▸ SET TASKS
1 – Please set down the part of the TiVo Stream thread between "## compnurd" and "a hair faster)", inclusive, keeping every word as it appears.
2 – List each distinct number written in digits in the TiVo Stream thread, leaving out the one in a username.

▸ READING TEXT
* * * *
For what it's worth, the "blinking white light" problem on my Stream was solved by me setting the speed on my switch to 100/full duplex rather than allowing the Stream to autonegotiate (for what it's worth, hard-setting the speed to 1000 does not work; the "blinking white light" continues while the link status lights on the stream stay off). But then, I get good results with SD video but horrible lag with HD video at 100MB/full. I'm wondering if anyone else is seeing that.

My working theory is that there's a production glitch in the Ethernet interface. The only "spec" I've been able to find is that it has a gigabit port on it. But since Tivo does not have a specification saying 1000MB connection required for HD streaming, I don't really know.


----------



## compnurd

This is not a wireless device, it has no wireless. It just transcodes the video. If it is slow it is something related to your wireless network


----------



## Dan203

I was using mine via G wifi for a week or so. I replaced my G access point with an N access point because I was having range issues with the G network in the places I want to use it. The N AP fixed the range issue, but didn't seem to effect the speed or quality of the streaming at all. (30 second skip might be a hair faster)
* * * *
▸ SOURCE EXCERPT
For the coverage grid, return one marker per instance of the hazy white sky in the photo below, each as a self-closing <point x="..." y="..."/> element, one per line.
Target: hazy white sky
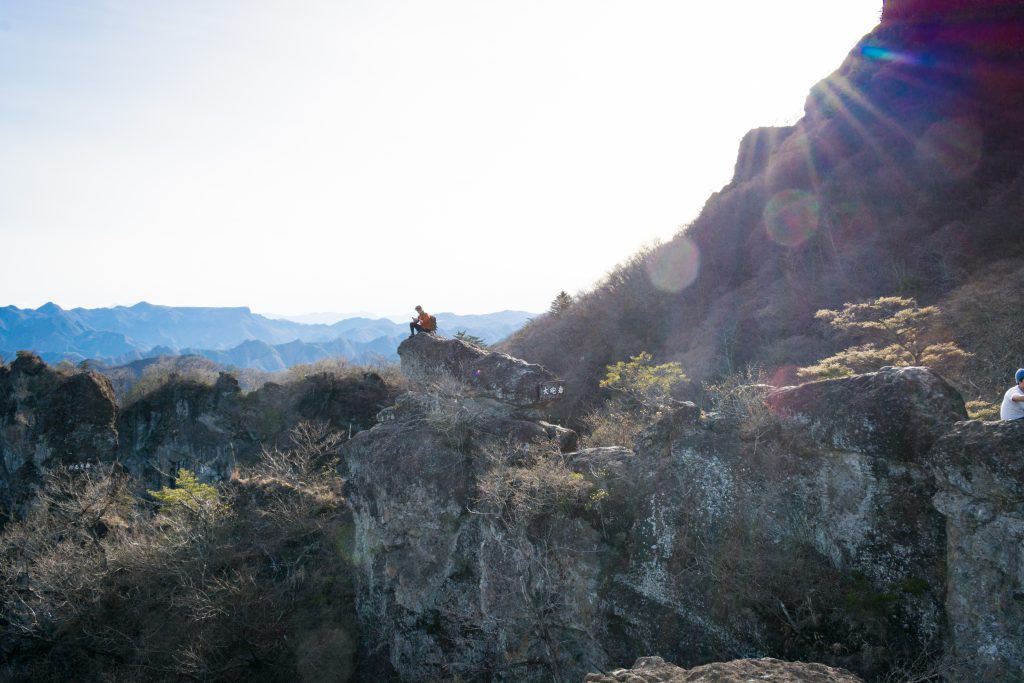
<point x="370" y="155"/>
* * * *
▸ SOLUTIONS PER TASK
1 –
## compnurd

This is not a wireless device, it has no wireless. It just transcodes the video. If it is slow it is something related to your wireless network


----------



## Dan203

I was using mine via G wifi for a week or so. I replaced my G access point with an N access point because I was having range issues with the G network in the places I want to use it. The N AP fixed the range issue, but didn't seem to effect the speed or quality of the streaming at all. (30 second skip might be a hair faster)

2 – 100, 1000, 30